TEXT PROVIDED:
When the trial court overruled appellant's demurrer to this response, appellant refused to plead further. Whereupon, the court dismissed the cross-complaint. By standing on his demurrer, appellant admits the allegations in appellee's response to appellant's cross-complaint to be true.

Appellant urges here that the memorandum set out, supra, under the facts in the case, constituted a valid gift to appellant or that it "operates as an executed trust, in which the settlor, Mrs. Hoff, constitutes herself trustee for appellant."

We do not think that the elements necessary to constitute a valid gift are present here. Section 6073 of Pope's Digest provides: "Every gift of goods and chattels, and all other conveyances of the same, not on consideration deemed good at law, shall be void as against all creditors and purchasers; and all such gifts, grants and conveyances shall be void even against the grantor unless possession really and bona fide accompany such gift or conveyance."

We think the rule announced in Stifft v. W. B. Worthen Company, 176 Ark. 585, 3 S.W.2d 316, applies. There it is said:

"The elements necessary to constitute a valid gift inter vivos were stated by this court in Lowe v. Hart,93 Ark. 548, 125 S.W. 1030, to the effect that the donor *69 must be of sound mind, must actually deliver property to the donee, must intend to pass the title immediately, and the donee must accept the gift. It will therefore be seen that a gift inter vivos cannot be made to take effect in the future, as such a transaction would only be a promise or agreement to make a gift, and, being without consideration, would be unenforceable, and void, and considerations of blood or love and affection are not sufficient to support such a promise. 12 R.C.L. 930.

"This court, from Hynson v. Terry, 1 Ark. 83, down to the present time, in an unbroken line of cases, has held that actual delivery is essential, both at law and in equity, to the validity of a gift, and that without it the title does not pass. Mere delivery of possession is not sufficient, but there must be an existing intention accompanying the act of delivery to pass the title, and, if this does not exist, the gift is not complete. McKee v. Hendricks, 154 Ark. 369, 264 S.W. 825, and cases cited.

"In the case of Carter v. Greenway, 152 Ark. 339.238 S.W. 65, it is said: `Gifts causa mortis, as well as inter vivos, are based upon the fundamental right every one has of disposing of his property as he wills. The law leaves the power of disposition complete, but, to guard against fraud and imposition, regulates the methods by which it is accomplished. To consummate a gift, whether inter vivos or causa mortis, the property must be actually delivered, and the donor must surrender the possession and dominion thereof to the donee. In the case of gifts inter vivos, the moment the gift is thus consummated it becomes absolute and irrevocable'."

Here it appears that appellee had no money in her possession belonging to appellant and executed the memorandum as evidence of her intention to give appellant $1,000 at some future date. She did not divest herself of dominion and control of this money at the time she executed this instrument or at any time thereafter.

Nor can we agree to appellant's final contention that the memorandum in question operates as an executed trust in which appellee constitutes herself trustee *70 for appellant. There must be an intent to create a trust in order to create one, and it must be created with such certainty as will enable the court to carry out its terms. The memorandum, which appellant insists operates as an executed trust in which appellee is constituted trustee, simply provides: "I have on deposit for George Krickerberg $1,000 (one thousand dollars)." Where was this money deposited by appellee? If in a bank, what bank? In whose name was it deposited? When was appellant to receive this money and how was he to receive it?

TASK STATEMENT:
Copy the opinion from "Here it appears" to "any time thereafter.", swapping "memorandum" for "note". The rows after this point are separate material with no connection to the opinion.

RAW RECORDS:
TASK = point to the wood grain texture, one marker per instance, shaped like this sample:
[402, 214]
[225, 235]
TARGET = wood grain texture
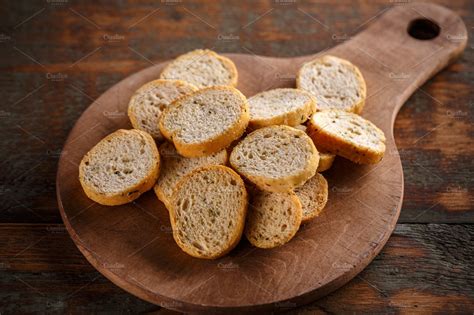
[437, 172]
[423, 268]
[327, 253]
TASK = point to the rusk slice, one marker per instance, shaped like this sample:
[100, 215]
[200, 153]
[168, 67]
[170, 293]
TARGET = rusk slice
[273, 218]
[208, 211]
[203, 68]
[205, 121]
[120, 167]
[325, 161]
[336, 83]
[313, 196]
[174, 166]
[348, 135]
[281, 107]
[276, 158]
[149, 101]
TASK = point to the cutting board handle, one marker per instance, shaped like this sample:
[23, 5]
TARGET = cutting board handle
[401, 50]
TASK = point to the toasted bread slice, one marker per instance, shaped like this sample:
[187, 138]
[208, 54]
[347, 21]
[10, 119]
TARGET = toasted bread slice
[273, 218]
[202, 68]
[313, 196]
[276, 158]
[325, 161]
[336, 83]
[348, 135]
[281, 107]
[149, 101]
[208, 210]
[205, 121]
[174, 166]
[120, 167]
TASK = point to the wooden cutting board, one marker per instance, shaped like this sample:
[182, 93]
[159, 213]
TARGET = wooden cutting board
[132, 245]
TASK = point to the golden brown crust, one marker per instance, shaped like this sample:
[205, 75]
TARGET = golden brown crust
[228, 64]
[325, 161]
[252, 235]
[339, 145]
[130, 112]
[294, 118]
[355, 108]
[133, 192]
[287, 183]
[316, 190]
[162, 196]
[240, 221]
[217, 143]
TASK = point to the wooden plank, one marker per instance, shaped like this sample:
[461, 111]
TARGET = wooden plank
[423, 269]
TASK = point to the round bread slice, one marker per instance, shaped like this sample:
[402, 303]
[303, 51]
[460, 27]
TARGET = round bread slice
[208, 211]
[325, 161]
[273, 218]
[348, 135]
[313, 196]
[174, 166]
[119, 168]
[276, 158]
[281, 107]
[149, 101]
[203, 68]
[336, 83]
[205, 121]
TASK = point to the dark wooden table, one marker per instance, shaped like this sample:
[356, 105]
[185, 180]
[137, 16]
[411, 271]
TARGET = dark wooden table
[57, 56]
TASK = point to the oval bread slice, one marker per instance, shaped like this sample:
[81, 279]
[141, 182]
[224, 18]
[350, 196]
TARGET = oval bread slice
[348, 135]
[205, 121]
[276, 158]
[149, 101]
[325, 161]
[174, 166]
[119, 168]
[336, 83]
[313, 196]
[273, 218]
[208, 211]
[202, 68]
[281, 107]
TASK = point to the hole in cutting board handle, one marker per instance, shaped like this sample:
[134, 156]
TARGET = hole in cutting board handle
[423, 29]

ANSWER FOR THIS EXERCISE:
Here it appears that appellee had no money in her possession belonging to appellant and executed the note as evidence of her intention to give appellant $1,000 at some future date. She did not divest herself of dominion and control of this money at the time she executed this instrument or at any time thereafter.